(The problem): Exactly and only the lines from the one with "Practice step: put one dot on every instance of the fingers" through the end of the listing are to be transcribed, both ends included.

(Dataset content):
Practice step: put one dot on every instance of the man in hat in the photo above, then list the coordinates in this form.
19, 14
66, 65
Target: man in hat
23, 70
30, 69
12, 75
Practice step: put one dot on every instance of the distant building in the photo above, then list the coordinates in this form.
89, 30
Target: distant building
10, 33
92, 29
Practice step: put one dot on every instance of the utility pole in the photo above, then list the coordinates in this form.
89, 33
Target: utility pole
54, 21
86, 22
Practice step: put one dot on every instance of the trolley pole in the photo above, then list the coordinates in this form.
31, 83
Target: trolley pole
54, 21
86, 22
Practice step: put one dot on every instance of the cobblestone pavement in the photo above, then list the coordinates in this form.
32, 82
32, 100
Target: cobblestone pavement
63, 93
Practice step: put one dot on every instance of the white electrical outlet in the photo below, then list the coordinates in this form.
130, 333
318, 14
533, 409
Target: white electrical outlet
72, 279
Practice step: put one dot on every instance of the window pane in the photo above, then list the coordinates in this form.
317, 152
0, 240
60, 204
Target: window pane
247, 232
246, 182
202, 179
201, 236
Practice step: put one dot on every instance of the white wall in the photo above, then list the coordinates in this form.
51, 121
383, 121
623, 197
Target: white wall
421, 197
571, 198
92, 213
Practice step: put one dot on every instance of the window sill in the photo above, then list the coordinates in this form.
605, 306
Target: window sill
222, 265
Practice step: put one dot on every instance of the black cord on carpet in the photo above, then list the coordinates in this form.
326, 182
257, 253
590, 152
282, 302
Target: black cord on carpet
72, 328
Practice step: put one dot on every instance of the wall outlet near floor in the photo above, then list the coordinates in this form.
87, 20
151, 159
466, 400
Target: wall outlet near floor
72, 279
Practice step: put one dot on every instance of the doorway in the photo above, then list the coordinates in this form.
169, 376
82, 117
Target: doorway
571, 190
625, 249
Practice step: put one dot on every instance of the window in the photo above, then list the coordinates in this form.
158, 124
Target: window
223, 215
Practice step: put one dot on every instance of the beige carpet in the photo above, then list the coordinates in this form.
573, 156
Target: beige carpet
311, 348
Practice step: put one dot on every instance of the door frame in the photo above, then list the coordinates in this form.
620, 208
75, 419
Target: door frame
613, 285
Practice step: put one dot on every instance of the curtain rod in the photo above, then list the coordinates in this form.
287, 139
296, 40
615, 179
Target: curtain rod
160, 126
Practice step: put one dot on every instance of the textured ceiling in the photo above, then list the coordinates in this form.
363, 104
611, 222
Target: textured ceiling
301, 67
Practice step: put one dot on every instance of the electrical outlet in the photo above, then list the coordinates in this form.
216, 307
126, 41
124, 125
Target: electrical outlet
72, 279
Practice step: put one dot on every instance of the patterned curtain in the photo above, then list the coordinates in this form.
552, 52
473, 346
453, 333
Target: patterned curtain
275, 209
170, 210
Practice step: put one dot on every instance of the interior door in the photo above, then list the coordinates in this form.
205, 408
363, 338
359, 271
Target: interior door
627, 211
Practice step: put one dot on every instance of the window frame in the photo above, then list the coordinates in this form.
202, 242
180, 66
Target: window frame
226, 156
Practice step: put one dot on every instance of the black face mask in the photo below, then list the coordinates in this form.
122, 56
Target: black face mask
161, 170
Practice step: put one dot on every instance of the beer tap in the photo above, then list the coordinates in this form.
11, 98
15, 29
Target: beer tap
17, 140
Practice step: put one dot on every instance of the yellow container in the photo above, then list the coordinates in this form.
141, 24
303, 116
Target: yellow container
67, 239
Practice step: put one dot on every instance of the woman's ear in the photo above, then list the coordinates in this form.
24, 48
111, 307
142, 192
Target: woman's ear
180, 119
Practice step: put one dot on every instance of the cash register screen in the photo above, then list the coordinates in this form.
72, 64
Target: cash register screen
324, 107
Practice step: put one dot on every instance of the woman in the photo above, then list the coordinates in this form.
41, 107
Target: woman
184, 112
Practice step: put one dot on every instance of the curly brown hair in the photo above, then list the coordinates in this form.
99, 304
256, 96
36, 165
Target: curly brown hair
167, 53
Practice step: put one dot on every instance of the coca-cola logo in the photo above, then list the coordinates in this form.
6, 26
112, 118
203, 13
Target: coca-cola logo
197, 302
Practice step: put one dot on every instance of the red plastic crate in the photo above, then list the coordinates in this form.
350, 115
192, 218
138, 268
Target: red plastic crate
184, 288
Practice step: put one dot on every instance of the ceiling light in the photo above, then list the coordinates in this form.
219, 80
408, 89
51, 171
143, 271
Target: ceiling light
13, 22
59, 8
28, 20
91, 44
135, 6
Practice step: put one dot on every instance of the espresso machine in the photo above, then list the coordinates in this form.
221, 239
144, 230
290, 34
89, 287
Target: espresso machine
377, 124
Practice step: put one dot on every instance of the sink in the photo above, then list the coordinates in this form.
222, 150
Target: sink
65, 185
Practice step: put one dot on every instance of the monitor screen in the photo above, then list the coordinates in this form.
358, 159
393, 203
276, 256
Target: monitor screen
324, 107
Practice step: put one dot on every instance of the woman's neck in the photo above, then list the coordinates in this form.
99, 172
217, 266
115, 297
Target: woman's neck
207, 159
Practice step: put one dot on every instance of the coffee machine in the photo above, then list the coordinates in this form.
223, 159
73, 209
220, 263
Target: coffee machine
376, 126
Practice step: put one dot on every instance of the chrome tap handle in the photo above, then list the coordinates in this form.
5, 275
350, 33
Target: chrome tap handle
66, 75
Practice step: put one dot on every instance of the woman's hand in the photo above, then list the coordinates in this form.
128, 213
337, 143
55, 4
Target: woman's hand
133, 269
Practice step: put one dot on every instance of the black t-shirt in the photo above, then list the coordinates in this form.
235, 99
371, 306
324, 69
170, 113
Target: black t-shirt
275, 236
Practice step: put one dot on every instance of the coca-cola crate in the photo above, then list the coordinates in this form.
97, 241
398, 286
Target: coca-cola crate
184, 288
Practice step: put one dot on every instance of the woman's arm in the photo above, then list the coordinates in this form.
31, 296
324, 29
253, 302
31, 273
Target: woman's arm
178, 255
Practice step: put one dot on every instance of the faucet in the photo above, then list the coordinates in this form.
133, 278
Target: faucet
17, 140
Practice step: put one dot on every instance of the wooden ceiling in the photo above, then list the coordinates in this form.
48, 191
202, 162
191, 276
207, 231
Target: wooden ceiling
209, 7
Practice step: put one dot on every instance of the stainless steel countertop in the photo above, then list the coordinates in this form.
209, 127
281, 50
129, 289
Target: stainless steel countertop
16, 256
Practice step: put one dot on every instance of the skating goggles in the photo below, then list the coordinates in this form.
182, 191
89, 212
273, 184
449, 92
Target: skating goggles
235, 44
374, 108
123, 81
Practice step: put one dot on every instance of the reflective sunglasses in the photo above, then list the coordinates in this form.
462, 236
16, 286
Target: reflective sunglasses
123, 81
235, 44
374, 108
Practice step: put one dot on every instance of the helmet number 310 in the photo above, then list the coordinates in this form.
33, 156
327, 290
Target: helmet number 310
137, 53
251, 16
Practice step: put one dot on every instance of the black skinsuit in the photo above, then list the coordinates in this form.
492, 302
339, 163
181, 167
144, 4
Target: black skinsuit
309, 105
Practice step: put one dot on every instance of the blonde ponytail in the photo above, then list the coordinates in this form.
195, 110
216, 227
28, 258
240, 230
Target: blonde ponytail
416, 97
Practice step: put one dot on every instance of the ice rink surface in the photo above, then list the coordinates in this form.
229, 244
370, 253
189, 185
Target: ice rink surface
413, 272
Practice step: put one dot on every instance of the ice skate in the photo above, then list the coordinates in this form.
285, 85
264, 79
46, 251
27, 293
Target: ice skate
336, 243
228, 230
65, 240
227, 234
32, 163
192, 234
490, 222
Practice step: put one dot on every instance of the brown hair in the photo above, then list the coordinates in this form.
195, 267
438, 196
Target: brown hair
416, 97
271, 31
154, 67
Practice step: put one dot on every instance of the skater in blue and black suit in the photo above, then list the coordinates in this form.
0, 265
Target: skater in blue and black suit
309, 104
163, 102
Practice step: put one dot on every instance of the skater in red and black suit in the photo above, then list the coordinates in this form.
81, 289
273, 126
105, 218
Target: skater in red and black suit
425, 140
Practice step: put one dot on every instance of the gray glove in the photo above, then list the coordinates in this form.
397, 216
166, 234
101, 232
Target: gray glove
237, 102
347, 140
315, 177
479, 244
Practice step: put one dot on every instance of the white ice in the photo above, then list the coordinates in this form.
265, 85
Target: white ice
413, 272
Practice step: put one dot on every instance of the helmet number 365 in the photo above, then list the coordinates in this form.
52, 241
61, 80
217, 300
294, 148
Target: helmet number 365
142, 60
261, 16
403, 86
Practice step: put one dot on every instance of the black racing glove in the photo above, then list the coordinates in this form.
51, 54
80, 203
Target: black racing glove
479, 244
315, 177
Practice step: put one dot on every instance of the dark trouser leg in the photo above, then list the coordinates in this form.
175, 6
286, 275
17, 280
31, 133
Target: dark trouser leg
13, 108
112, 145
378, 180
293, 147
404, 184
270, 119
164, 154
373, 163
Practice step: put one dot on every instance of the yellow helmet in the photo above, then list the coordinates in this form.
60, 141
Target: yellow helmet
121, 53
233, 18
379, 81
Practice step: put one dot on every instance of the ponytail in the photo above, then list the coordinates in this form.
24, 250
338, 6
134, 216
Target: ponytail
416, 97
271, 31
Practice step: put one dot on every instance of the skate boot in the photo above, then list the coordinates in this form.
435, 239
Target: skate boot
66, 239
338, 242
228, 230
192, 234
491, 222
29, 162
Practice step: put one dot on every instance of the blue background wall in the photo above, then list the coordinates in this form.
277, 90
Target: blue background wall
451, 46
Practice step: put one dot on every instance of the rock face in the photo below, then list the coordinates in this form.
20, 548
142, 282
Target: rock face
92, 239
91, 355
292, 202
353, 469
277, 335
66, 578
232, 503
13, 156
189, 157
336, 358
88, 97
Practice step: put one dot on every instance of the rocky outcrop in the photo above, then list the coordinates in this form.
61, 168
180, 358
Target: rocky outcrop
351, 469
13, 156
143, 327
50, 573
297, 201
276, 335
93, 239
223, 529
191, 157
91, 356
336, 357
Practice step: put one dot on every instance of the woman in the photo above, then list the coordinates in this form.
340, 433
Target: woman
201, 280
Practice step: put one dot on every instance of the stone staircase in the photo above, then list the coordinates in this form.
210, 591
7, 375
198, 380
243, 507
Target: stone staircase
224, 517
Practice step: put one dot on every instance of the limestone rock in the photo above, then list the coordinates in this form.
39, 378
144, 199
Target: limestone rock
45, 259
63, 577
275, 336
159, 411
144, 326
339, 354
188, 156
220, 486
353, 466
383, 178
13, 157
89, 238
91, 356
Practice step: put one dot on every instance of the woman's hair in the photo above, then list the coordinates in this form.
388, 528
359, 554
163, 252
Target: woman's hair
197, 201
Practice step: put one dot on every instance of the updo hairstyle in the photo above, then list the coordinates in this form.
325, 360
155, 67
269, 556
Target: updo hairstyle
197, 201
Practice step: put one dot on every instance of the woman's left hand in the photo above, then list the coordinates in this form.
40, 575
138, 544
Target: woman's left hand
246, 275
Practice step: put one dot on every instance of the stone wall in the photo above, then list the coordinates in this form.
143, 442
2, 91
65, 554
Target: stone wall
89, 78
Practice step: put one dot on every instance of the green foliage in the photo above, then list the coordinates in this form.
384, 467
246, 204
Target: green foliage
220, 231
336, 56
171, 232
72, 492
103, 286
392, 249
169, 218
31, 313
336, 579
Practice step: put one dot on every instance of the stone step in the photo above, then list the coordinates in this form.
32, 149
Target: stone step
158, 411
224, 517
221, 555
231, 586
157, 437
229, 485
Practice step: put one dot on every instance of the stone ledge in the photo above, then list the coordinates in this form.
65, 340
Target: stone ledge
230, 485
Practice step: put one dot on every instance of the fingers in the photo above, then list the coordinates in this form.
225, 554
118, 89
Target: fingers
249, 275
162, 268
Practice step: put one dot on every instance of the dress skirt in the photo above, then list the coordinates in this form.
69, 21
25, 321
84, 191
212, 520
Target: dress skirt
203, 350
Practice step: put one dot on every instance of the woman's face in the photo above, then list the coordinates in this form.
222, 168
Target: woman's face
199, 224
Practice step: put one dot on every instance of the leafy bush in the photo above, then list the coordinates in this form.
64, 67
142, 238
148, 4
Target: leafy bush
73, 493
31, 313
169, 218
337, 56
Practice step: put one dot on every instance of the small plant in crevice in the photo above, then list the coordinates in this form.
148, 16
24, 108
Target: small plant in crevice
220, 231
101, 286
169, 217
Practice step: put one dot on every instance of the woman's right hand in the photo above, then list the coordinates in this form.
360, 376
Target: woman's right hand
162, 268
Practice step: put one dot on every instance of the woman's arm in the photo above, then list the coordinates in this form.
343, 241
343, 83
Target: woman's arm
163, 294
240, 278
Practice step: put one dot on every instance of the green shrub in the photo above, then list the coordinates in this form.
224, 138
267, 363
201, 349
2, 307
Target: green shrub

(Exercise response):
Practice step: put one dot on every instance of the fingers in the photo above, then list the coordinates in this form.
225, 554
118, 89
Target: fingers
249, 275
162, 268
Practice step: put one dot on every instance of the dress skirt in the photo above, then list the coordinates in this form.
69, 21
25, 321
84, 191
212, 520
Target: dress skirt
203, 350
Practice step: put one dot on every instance of the woman's face in the photo above, then list the coordinates in this form.
222, 168
Target: woman's face
199, 224
Practice step: put one dot on every instance of the leafy bush in the photo above, then list the coordinates in this form.
64, 67
142, 238
148, 4
Target: leafy bush
73, 493
31, 313
169, 218
337, 56
Practice step: put one dot on every instance of the small plant in crevice in the photo above, then list the coordinates in this form.
148, 16
24, 108
Target: small plant in crevice
220, 231
101, 286
169, 217
Practice step: put one dot on every instance of the woman's right hand in the photo above, then list the coordinates in this form.
360, 376
Target: woman's right hand
162, 268
Practice step: put one dot on every instance of the woman's arm in the photo above, then list the coordinates in this form.
343, 241
343, 83
Target: woman's arm
163, 294
240, 278
Practice step: put one dot on every instance of the green shrub in the photo above, then list the coordinates in this form.
224, 138
267, 363
201, 349
2, 307
Target: green shrub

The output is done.